* _What is being asked_: Could the entries below be reproduced exactly, with the images removed?

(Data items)
-- -- --

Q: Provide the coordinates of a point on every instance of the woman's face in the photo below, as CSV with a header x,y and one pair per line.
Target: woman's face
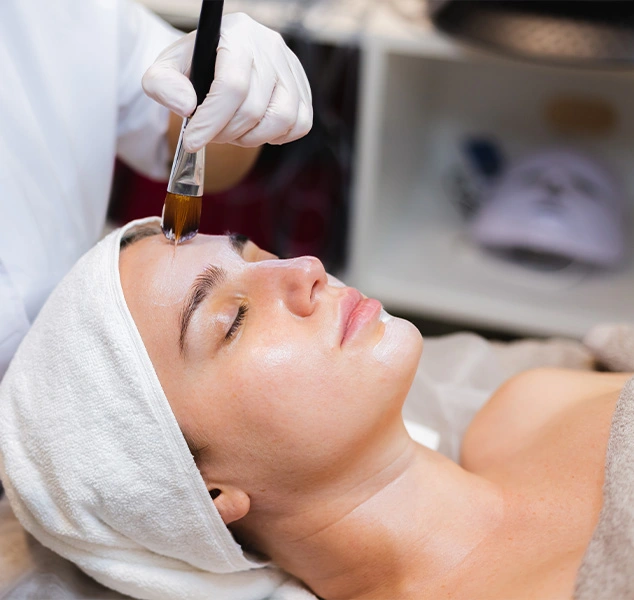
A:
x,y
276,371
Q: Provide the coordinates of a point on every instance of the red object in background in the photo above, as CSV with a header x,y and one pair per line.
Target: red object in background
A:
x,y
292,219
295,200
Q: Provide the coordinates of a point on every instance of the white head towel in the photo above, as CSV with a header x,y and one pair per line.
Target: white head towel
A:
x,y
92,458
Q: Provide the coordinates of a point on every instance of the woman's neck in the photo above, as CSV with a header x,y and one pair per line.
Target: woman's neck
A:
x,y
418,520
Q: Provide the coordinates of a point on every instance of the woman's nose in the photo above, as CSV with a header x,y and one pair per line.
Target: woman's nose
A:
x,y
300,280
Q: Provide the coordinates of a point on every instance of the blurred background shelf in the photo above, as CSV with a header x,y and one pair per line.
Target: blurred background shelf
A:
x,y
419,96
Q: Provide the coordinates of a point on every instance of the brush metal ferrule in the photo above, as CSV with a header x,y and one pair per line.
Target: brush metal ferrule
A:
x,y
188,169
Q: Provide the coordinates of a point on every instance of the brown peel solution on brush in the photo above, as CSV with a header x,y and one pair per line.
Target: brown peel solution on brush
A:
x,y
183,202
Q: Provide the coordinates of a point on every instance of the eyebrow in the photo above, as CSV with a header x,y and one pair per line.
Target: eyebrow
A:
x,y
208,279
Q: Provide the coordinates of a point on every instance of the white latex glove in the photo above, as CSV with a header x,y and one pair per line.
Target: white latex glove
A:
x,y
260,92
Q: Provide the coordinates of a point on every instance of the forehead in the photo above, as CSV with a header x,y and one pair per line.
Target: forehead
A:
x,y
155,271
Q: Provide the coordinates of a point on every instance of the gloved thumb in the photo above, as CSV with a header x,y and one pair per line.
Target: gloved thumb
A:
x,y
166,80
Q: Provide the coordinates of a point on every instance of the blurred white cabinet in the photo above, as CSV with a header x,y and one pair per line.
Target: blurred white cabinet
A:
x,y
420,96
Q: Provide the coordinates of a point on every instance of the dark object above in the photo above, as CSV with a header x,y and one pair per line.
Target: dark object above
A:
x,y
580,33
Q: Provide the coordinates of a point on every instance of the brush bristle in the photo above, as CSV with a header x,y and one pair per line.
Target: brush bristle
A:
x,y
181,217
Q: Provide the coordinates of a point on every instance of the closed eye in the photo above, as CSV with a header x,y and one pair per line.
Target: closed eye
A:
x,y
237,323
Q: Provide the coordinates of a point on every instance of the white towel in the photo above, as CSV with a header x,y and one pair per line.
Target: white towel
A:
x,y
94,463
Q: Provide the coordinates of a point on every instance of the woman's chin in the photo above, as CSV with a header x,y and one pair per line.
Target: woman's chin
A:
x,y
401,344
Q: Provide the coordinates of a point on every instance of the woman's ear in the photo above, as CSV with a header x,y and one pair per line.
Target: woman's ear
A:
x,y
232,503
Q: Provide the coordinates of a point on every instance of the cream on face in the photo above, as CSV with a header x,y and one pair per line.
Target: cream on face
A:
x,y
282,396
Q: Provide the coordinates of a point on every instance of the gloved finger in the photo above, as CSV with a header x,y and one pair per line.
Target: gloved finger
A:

-- -- --

* _Exercise response_:
Q: Provide the coordinates of a point on every instance of the woman's face in the photo below, as CSV with a header x,y and one pair per line.
Target: woman's face
A:
x,y
276,371
Q: Provide the coordinates of a point on every instance of the red object in background in the photo above, as CSV with a header x,y and one pair per line.
Target: red object in background
A:
x,y
292,219
295,200
Q: Provide the coordinates of a point on every instance of the white head towel in the photo above, as CSV with a header x,y and one pair per line.
Target: white head towel
A:
x,y
92,458
Q: Provide the coordinates of a point on every instance of the woman's neck in the photo above, as CSV with a header x,y and one pair per line.
Target: woman's neck
A:
x,y
418,520
Q: Provide the coordinates of a point on every instance of the woman's nose in the photo above, as CSV with a header x,y and one pair per line.
Target: woman's nose
A:
x,y
300,280
Q: Provide the coordinates of a point on every instance of the blurred background shelf in the photo above, as CSV with a header x,y and one pair per line.
Target: blurred background shelf
A:
x,y
419,96
Q: Provide the coordinates of a point on every instance of the brush metal ferrule in the photo above, as CSV with a header x,y and one pair per line.
Target: brush metal ferrule
A:
x,y
188,169
Q: Provide the coordinates of a point on every instance of the brown peel solution on brush in the photo above, as CSV with a header x,y and one pair per line.
Target: brown peel solution on brush
A:
x,y
183,202
Q: Provide the coordinates of a point on every instance of the eyebrow in the photo above, as CSV with a header x,y and one pair per line.
Target: eyebrow
A:
x,y
208,279
Q: Provide the coordinates of a point on every instance of the white latex glove in the photo above, as CSV with a header x,y and one pair per line.
Target: white latex glove
A:
x,y
260,92
Q: Provide the coordinates of a point on every instance of the forehead in the photo above, as CSV with a header x,y and one pair per line.
Target: forehead
A:
x,y
155,271
Q: Provide the coordinates of a point on every instance of the gloved thumb in the photo above, as CSV with a header x,y and one pair per line.
Target: gloved thumb
A:
x,y
166,80
Q: Provide the coordinates of a point on every instance of the blurred white cabinet in the photo above, as CSV with a header x,y and one pair per line.
Target: blurred white cabinet
A:
x,y
420,96
Q: Provide the coordinates of a point on every instance of the dark object above in the photo above, as CSV with a header x,y and one pair per line.
Target: dark object above
A:
x,y
580,33
Q: Provide the coordinates of a point on every instance of the brush bristle in the photo above, as CSV with a header x,y and one pair per line.
Target: brush bristle
A:
x,y
181,217
Q: Provide the coordinates of a point on every instance of the closed eye in the photo above, as CSV with a header x,y and one pair per line.
Target: closed eye
A:
x,y
237,323
Q: Provide the coordinates of a point on every instance of the white towel in the photo above, as CSV with a header x,y and one pair per line.
Target: white towel
A:
x,y
94,463
Q: Provide the coordinates of a point on every instance of the woman's chin in the photo above, as CSV with a header x,y and one pair per line.
Target: woman's chin
A:
x,y
401,344
Q: Provide the coordinates of a point on every instance of the woman's ear in the photo above, as CSV with a header x,y and one pair per line.
Target: woman's ear
A:
x,y
232,503
Q: Provide the coordinates of a point on every instance of the cream on face in the photo above, as CSV with a header x,y and one pair per line.
Target: cream on face
A:
x,y
282,396
Q: Provide the coordinates of a point on every instance of the gloved finger in the photo above, as CSV with a header x,y and one pair per line.
Target: gloved finger
A:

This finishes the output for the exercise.